(Saved data entries)
======

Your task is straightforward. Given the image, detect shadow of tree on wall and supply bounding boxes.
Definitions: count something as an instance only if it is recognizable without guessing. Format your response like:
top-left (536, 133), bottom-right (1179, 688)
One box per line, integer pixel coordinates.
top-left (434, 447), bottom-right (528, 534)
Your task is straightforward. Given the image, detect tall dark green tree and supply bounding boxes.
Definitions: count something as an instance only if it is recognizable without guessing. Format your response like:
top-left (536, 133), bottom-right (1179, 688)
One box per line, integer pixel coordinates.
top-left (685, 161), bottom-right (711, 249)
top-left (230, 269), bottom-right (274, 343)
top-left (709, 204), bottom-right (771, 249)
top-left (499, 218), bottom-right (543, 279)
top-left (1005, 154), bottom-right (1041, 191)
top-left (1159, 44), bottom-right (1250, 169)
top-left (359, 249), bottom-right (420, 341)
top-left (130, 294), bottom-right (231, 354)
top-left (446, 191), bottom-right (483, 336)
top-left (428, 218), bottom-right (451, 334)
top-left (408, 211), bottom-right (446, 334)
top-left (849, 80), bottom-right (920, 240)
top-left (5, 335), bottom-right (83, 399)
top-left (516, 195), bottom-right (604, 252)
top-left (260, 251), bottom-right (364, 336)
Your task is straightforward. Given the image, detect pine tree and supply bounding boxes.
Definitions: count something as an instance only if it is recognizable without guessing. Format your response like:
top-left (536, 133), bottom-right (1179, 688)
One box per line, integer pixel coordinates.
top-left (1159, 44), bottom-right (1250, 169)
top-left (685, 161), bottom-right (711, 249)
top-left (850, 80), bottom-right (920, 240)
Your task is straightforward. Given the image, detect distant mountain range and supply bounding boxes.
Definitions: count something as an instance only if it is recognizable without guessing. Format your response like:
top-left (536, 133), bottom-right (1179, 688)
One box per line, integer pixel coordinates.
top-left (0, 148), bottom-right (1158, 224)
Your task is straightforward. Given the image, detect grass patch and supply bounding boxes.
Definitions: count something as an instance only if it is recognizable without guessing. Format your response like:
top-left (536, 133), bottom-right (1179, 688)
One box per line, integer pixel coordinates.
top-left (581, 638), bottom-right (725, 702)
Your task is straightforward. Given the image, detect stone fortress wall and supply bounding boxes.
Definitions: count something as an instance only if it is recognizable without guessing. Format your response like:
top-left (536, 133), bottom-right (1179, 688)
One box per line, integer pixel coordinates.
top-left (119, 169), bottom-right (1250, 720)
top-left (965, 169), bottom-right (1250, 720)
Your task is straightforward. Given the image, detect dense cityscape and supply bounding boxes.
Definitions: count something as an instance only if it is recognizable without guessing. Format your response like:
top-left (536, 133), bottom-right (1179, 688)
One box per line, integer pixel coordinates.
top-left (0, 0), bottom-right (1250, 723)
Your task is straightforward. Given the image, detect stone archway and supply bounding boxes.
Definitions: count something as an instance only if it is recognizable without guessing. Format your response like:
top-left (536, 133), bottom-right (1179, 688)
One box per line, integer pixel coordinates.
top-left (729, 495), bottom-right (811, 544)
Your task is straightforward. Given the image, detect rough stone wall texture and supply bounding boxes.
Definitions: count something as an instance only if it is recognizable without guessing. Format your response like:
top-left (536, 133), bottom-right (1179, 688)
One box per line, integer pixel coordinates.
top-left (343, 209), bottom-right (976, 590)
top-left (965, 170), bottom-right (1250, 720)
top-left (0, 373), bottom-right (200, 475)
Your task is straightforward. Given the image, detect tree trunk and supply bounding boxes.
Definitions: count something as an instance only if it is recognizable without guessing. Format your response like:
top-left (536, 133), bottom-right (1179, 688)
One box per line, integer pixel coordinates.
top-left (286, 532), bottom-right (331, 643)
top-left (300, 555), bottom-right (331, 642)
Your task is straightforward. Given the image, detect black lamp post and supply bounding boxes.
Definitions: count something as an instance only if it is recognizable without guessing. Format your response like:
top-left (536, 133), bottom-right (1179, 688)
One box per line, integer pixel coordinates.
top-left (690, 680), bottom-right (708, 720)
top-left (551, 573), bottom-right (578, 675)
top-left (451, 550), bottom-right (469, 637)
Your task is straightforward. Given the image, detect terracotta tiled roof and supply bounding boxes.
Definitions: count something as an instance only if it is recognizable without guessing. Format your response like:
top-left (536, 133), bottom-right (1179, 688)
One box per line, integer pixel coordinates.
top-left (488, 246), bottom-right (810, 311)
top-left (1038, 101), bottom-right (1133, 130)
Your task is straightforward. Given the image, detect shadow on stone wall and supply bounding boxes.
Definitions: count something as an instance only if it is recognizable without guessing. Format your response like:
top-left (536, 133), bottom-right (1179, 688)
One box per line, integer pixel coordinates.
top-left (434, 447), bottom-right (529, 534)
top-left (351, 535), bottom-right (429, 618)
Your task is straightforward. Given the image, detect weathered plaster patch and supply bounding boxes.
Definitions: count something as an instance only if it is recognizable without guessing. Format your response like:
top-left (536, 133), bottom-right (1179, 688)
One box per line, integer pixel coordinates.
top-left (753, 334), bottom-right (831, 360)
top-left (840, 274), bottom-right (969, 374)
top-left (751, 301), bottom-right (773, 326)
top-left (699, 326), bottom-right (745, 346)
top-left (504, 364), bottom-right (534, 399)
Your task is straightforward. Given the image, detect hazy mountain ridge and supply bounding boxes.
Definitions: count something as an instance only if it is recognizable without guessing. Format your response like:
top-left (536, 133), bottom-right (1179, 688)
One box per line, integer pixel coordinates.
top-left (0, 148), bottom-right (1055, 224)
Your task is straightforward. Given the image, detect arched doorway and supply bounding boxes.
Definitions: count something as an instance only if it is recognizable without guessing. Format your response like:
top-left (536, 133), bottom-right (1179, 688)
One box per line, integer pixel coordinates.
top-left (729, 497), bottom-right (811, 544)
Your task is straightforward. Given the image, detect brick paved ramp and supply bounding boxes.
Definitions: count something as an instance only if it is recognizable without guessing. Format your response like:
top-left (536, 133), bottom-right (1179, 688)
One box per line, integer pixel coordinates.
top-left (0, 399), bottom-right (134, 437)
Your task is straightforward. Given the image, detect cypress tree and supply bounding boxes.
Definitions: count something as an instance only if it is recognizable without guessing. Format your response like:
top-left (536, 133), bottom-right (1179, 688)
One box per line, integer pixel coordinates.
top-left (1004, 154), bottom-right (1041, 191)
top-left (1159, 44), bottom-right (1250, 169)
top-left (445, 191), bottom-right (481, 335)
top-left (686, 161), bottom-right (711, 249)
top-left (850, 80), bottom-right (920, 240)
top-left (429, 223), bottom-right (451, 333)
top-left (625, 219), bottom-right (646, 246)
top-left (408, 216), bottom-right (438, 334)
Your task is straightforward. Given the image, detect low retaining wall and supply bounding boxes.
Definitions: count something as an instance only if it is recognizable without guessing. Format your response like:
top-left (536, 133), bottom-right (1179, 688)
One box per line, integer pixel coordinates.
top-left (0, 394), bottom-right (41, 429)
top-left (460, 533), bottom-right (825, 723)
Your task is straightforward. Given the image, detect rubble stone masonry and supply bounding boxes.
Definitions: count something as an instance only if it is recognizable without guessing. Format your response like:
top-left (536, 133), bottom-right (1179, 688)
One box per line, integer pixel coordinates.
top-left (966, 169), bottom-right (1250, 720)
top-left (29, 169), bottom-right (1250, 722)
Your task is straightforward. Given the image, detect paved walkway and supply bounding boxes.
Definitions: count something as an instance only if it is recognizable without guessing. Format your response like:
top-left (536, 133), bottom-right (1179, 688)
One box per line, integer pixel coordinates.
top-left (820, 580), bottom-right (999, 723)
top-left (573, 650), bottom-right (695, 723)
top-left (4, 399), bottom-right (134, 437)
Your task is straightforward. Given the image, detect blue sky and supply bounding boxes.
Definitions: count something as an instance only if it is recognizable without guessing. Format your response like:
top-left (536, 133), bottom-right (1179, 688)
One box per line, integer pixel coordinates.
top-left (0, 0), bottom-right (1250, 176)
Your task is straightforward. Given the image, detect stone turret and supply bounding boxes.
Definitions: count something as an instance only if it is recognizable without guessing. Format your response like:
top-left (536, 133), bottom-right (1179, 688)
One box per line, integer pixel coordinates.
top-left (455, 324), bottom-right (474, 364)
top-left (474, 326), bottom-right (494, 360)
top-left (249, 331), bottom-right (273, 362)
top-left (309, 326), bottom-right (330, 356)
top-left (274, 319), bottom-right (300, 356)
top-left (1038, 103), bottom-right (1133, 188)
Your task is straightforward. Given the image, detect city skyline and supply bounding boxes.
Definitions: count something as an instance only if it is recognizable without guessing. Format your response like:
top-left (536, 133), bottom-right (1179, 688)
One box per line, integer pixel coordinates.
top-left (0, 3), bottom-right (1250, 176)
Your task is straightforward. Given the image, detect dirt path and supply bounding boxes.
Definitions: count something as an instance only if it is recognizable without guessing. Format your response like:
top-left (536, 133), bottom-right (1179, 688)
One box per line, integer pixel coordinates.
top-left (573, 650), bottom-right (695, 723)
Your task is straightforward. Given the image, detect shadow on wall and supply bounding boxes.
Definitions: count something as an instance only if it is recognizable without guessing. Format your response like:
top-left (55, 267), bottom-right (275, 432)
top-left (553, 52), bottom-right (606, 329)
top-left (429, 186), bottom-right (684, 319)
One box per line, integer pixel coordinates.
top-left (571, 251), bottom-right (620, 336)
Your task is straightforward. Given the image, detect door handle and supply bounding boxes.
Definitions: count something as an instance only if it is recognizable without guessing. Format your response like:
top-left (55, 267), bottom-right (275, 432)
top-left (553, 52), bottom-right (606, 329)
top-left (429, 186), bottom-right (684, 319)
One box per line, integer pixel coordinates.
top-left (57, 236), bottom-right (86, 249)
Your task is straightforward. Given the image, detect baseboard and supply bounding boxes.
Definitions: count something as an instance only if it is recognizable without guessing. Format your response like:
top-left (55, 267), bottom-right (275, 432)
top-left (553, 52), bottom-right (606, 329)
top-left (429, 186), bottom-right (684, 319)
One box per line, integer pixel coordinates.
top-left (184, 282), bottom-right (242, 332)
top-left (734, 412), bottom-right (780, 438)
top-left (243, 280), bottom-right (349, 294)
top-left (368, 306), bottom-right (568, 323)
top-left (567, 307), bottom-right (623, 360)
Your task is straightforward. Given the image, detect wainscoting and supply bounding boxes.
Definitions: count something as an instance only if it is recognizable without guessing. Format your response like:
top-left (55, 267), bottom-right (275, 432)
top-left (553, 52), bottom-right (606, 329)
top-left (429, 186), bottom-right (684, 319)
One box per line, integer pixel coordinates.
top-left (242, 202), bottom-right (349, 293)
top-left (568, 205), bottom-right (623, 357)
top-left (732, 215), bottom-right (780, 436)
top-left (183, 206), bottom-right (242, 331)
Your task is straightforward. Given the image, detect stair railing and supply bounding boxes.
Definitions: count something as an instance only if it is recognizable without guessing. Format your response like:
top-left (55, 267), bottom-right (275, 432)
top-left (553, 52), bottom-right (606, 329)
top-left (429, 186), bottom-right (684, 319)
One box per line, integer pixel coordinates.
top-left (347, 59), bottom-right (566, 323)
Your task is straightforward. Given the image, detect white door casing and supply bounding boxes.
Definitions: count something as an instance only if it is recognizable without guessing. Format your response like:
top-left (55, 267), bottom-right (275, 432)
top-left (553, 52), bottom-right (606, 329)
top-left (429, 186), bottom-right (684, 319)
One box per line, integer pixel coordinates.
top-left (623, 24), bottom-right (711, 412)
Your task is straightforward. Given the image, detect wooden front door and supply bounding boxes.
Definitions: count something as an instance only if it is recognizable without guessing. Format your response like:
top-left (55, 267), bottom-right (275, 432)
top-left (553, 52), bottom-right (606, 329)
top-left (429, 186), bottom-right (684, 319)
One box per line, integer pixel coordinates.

======

• **The task**
Please write out the items from the line with "Your task is straightforward. Given the image, detect baseboard" up to and including the line with "top-left (567, 307), bottom-right (623, 360)", replacing "baseboard" with "skirting board" and leaving everything else unchanged.

• **Written response**
Your task is straightforward. Given the image, detect skirting board and supply bounding boxes.
Definitions: count something as an instance only if it is recognizable without guessing. Format your response like:
top-left (55, 267), bottom-right (275, 432)
top-left (553, 52), bottom-right (606, 329)
top-left (429, 186), bottom-right (684, 319)
One box per line, integer pixel coordinates.
top-left (184, 282), bottom-right (242, 332)
top-left (734, 412), bottom-right (780, 438)
top-left (243, 280), bottom-right (349, 294)
top-left (368, 306), bottom-right (568, 323)
top-left (567, 307), bottom-right (623, 360)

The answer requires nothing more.